■ **What is being asked**: Rescale the items below by copying every line again, requests included, and multiplying each point coordinate in the answers by 1.15, rounding to whole numbers with halves going up. Leave the numbers in the requests and their sample layouts as they are.
○ ○ ○ ○ ○ ○ ○
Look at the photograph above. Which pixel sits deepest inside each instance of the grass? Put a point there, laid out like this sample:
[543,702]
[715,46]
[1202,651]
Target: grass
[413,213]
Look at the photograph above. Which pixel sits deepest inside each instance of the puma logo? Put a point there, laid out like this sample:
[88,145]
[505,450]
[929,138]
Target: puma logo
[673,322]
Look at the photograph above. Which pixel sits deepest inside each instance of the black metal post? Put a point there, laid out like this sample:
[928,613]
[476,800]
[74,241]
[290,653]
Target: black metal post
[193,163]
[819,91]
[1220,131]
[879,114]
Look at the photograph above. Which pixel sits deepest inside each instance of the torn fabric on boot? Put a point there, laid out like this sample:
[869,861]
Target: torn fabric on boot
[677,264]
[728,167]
○ ○ ○ ○ ○ ○ ○
■ **The solution**:
Look at the photograph above. Which pixel sits deepest inside each instance of the grass? Put a point there, laid out like this sample:
[543,702]
[715,46]
[1202,651]
Target: grass
[475,245]
Look at the photograph above. Which pixel sits deepest inside each instance of the puma logo? Put a point there, laid out like this sample:
[88,145]
[505,450]
[929,138]
Target: puma logo
[774,370]
Look at the photograph above. Which pixel sits deepest inside each instance of the black metal post? Put a point there, laid out like this sample:
[928,613]
[476,800]
[74,241]
[290,653]
Target: black metal post
[222,187]
[942,105]
[1403,151]
[1011,131]
Look at the photograph above. Which pixel sits deepest inside each instance of the torn fabric on boot? Put a point there, laid out like this sample:
[869,861]
Target: torn fabric on boot
[779,304]
[837,192]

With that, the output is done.